- [WHAT THE TASK ASKS]:
Once you reach the line that holds "Query: stone block" in the listing below, output it and every line after it through the line that holds "Query: candle lamp", word for word.

- [AVAILABLE RECORDS]:
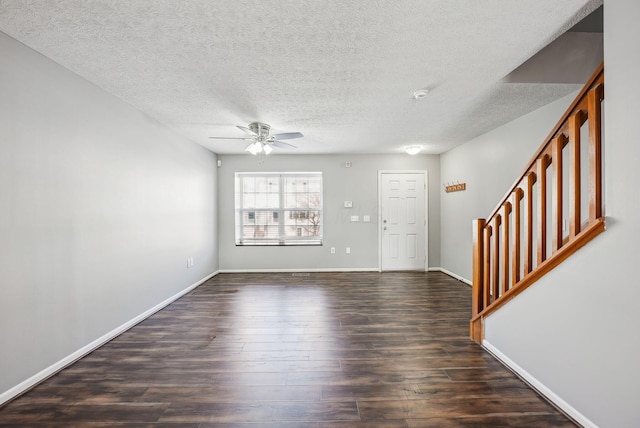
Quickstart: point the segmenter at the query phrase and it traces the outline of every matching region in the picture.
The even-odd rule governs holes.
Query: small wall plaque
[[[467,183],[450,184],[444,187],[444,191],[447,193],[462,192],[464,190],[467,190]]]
---
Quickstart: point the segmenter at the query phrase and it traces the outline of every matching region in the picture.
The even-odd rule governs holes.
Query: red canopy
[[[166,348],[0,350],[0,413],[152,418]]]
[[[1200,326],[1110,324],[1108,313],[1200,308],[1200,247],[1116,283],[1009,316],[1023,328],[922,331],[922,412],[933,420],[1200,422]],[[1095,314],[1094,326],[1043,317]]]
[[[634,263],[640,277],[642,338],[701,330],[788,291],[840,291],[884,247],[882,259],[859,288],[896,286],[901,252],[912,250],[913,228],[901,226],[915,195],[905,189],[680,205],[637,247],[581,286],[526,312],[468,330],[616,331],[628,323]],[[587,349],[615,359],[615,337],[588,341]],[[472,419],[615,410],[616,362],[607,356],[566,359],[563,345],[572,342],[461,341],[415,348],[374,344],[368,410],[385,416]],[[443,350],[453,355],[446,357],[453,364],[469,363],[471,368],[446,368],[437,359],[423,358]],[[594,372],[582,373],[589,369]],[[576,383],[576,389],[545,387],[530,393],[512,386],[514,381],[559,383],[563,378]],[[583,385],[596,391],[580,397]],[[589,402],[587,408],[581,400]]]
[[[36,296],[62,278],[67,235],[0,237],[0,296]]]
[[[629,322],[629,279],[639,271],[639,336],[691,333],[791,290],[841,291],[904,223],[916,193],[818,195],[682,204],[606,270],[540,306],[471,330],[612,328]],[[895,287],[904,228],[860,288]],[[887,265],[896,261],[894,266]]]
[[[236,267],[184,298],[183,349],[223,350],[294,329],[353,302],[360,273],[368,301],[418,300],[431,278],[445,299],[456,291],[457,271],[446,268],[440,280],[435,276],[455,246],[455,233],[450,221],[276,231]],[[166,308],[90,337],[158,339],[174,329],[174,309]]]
--
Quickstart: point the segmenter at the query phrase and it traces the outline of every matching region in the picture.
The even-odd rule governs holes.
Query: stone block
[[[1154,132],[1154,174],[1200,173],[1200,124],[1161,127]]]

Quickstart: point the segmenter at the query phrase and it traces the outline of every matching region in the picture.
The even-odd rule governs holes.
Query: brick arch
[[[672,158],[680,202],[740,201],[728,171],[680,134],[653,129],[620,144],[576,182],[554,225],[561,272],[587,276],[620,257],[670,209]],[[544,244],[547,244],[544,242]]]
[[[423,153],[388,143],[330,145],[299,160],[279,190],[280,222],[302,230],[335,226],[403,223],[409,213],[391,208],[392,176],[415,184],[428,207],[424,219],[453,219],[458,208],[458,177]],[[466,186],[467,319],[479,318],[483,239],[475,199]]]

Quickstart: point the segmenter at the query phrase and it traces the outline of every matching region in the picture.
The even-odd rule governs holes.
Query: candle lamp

- [RESULT OF THE TASK]:
Query: stone block
[[[1154,132],[1154,174],[1200,173],[1200,124],[1161,127]]]

Quickstart: point the segmenter at the query phrase and it traces the outline of every matching region in the picture.
The even-odd rule governs holes.
Query: brick arch
[[[672,158],[680,202],[740,201],[728,171],[680,134],[653,129],[620,144],[576,182],[554,225],[561,272],[587,276],[620,257],[670,209]],[[544,244],[547,244],[544,242]]]
[[[423,153],[388,143],[330,145],[299,160],[279,190],[280,222],[302,230],[335,226],[403,223],[409,213],[391,208],[392,176],[415,184],[428,207],[424,219],[453,219],[458,208],[458,177]],[[466,186],[467,319],[479,318],[483,239],[475,199]]]

Quickstart: point the segmenter at the query phrase and it traces the outline of every matching region in the picture.
The even-odd rule governs holes.
Query: candle lamp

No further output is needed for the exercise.